Scientific classification
- Kingdom: Plantae
- Clade: Tracheophytes
- Clade: Angiosperms
- Clade: Eudicots
- Clade: Rosids
- Order: Sapindales
- Family: Rutaceae
- Genus: Boronia
- Species: B. tetragona
- Binomial name: Boronia tetragona Paul G.Wilson

= Boronia tetragona =

- Authority: Paul G.Wilson
- Conservation status: P3

Species of flowering plant

Boronia tetragona is a species of plant in the citrus family, Rutaceae, and is endemic to a small area of the southwest of Western Australia. It is an erect, glabrous, perennial herb with simple, sessile leaves and pink, four-petalled flowers.

==Description==
Boronia tetragona is an erect, glabrous, perennial herb that grows to a height of 70 cm. Its stems are more or less square in cross-section with a smooth, sharp rib on each corner. The leaves are sessile, elliptic to egg-shaped or triangular, up to 40 mm long and have warty edges. The flowers are borne in umbels on the ends of the branches on a thin peduncle up to 20 mm long, the individual flowers on a thin pedicel up to 10 mm long. There are smooth, dark red bracts at the base of the flowers. The four sepals are dark red and about 3 mm long. The four petals are pink with a darker midline, egg-shaped and about 7 mm long with a rounded tip. The eight stamens have warty glands near the tip. Flowering occurs from October to December.

==Taxonomy and naming==
Boronia tetragona was first formally described in 1998 by Paul Wilson and the description was published in Nuytsia from a specimen collected by Gregory John Keighery near Busselton. Wilson derived the specific epithet (tetragona) from the Greek words tetra meaning "four" and gona meaning "angle", referring to the four-sided branches. Other sources give tessares (τέσσαρες) and gōnia (γωνία) as the Greek words for
"four" and "angle".

==Distribution and habitat==
This boronia grows in open woodland sometimes with sedges, between Capel and the Whicher Range in the Jarrah Forest and Swan Coastal Plain biogeographic regions.

==Conservation==
Boronia tetragona is classified as "Priority Three" by the Government of Western Australia Department of Parks and Wildlife, meaning that it is poorly known and known from only a few locations but is not under imminent threat.

--- Exercise set ---
A. In the Boronia tetragona article, when does the plant flower?
B. Copy the stretch of the Boronia tetragona article from "Species of flowering" through "pink, four-petalled flowers." word for word.

--- Data ---
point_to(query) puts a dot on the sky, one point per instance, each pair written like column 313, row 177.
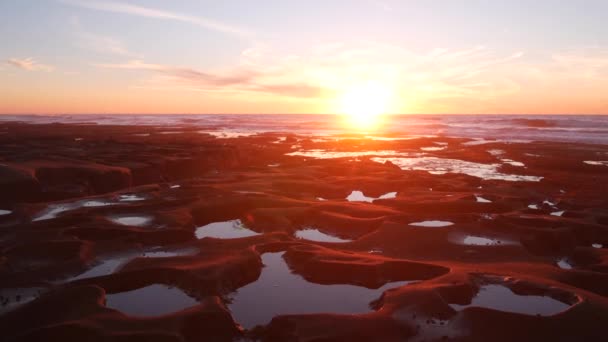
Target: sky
column 277, row 56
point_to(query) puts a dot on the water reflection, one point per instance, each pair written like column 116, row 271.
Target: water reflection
column 280, row 292
column 312, row 234
column 499, row 297
column 153, row 300
column 232, row 229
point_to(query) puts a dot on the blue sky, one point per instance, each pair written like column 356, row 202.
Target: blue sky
column 300, row 56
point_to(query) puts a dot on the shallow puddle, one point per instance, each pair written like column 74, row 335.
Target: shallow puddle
column 436, row 165
column 596, row 162
column 433, row 148
column 471, row 240
column 12, row 298
column 53, row 210
column 131, row 198
column 324, row 154
column 564, row 264
column 482, row 200
column 153, row 300
column 358, row 196
column 233, row 229
column 109, row 265
column 501, row 298
column 278, row 291
column 312, row 234
column 132, row 220
column 432, row 223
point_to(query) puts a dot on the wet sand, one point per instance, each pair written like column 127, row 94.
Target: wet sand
column 131, row 233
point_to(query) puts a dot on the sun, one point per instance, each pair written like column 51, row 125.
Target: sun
column 364, row 104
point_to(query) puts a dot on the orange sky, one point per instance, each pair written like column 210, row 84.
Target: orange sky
column 97, row 56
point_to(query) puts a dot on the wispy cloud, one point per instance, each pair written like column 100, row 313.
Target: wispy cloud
column 141, row 11
column 100, row 43
column 241, row 80
column 28, row 64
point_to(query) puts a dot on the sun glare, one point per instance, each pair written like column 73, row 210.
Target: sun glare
column 364, row 104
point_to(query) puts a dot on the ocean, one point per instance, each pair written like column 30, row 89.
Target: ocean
column 591, row 129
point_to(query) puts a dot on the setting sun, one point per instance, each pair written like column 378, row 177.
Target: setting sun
column 363, row 104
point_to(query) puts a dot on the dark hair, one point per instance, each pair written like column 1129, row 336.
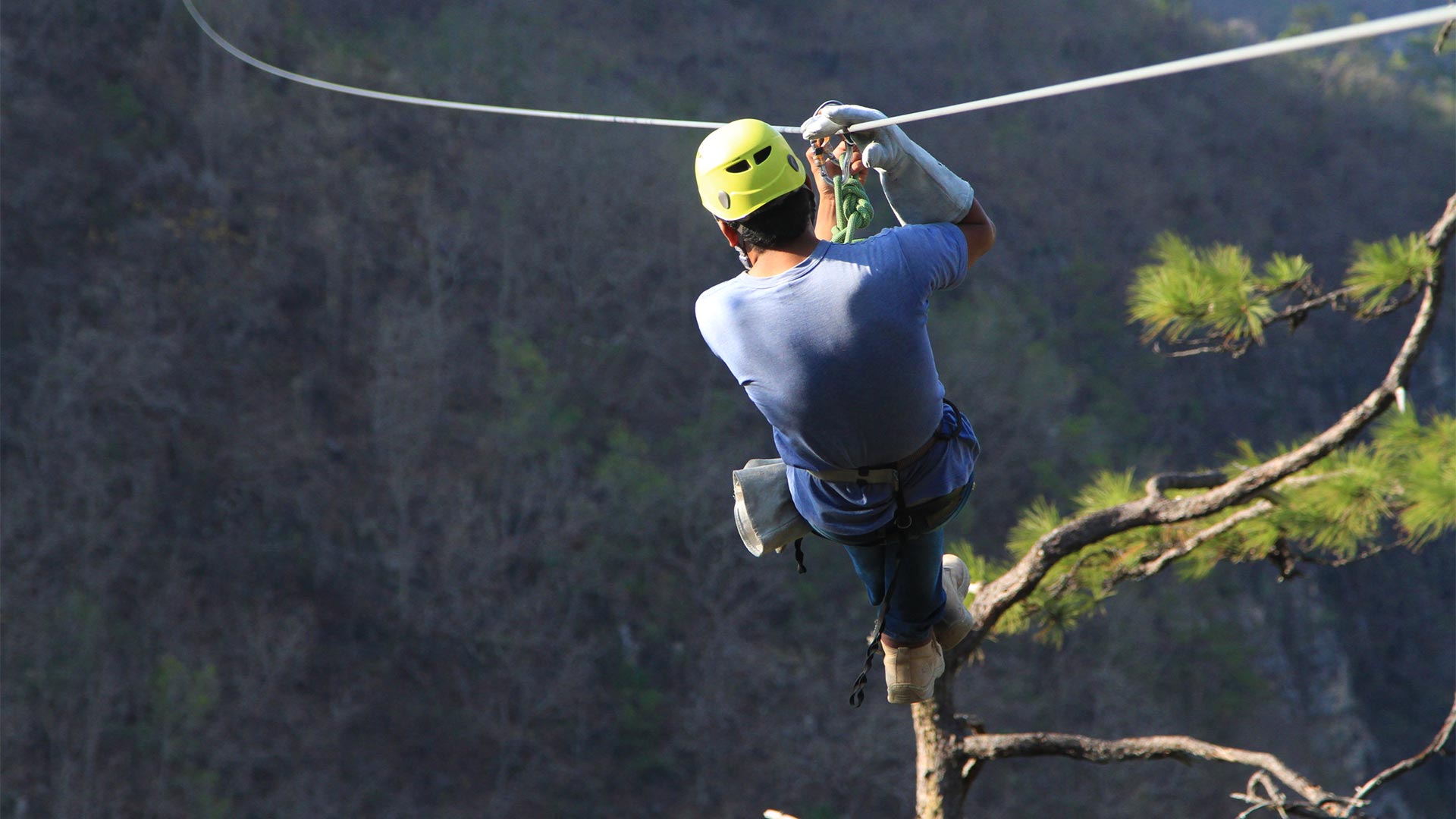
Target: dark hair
column 780, row 222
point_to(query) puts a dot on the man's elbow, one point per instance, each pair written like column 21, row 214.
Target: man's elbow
column 979, row 240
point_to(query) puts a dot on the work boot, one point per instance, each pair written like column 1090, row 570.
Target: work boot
column 910, row 673
column 956, row 623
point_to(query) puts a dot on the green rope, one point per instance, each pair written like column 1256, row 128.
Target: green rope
column 852, row 209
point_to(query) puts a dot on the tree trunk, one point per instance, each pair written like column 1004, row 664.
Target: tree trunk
column 940, row 787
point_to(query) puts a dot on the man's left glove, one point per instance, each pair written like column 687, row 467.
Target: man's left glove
column 921, row 188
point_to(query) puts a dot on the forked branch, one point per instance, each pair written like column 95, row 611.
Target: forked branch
column 1156, row 509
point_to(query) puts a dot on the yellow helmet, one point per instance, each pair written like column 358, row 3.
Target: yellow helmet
column 743, row 167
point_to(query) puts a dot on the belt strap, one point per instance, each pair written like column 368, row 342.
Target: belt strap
column 884, row 474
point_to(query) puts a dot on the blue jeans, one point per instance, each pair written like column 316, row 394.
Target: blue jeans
column 918, row 601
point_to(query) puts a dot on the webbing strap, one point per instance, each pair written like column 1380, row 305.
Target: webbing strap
column 856, row 694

--- Outputs for the tasks ---
A. From October to December.

B.
Species of flowering plant

Boronia tetragona is a species of plant in the citrus family, Rutaceae, and is endemic to a small area of the southwest of Western Australia. It is an erect, glabrous, perennial herb with simple, sessile leaves and pink, four-petalled flowers.